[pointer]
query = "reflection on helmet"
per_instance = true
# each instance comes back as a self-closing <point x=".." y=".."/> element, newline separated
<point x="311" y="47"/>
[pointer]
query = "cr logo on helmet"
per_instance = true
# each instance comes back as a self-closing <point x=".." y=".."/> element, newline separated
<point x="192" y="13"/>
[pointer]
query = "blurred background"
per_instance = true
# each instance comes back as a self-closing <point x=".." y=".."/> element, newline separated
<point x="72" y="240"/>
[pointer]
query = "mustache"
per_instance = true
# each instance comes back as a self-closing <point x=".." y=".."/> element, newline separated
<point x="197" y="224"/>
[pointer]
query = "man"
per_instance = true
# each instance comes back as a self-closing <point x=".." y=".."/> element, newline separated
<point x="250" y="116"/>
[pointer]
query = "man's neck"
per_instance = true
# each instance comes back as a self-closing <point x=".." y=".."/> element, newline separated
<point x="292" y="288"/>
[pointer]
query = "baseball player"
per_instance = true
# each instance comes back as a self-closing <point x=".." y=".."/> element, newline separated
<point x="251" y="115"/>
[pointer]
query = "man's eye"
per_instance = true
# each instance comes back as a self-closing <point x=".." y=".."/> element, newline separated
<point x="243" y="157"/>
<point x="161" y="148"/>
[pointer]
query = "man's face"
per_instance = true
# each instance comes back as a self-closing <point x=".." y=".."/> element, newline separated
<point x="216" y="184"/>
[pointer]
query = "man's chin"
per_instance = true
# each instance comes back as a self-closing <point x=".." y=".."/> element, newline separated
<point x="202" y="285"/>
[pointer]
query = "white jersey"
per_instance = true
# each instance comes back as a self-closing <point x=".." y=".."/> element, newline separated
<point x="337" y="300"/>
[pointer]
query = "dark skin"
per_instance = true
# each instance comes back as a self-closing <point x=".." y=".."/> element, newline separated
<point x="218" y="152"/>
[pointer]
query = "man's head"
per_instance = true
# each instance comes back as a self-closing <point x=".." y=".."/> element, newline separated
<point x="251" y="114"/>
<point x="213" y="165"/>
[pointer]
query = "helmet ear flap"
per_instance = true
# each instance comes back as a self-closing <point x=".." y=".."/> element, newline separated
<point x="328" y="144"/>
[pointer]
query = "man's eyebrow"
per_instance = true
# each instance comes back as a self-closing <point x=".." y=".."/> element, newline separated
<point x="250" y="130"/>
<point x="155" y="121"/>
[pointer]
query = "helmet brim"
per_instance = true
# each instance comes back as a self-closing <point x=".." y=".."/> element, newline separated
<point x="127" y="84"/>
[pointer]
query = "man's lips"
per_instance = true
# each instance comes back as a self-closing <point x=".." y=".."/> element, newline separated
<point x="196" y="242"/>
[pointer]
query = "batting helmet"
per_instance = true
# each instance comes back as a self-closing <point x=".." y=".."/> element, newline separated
^^^^
* Required action
Count the lines of the records that include the word "helmet". Give the number by itself.

* Exercise response
5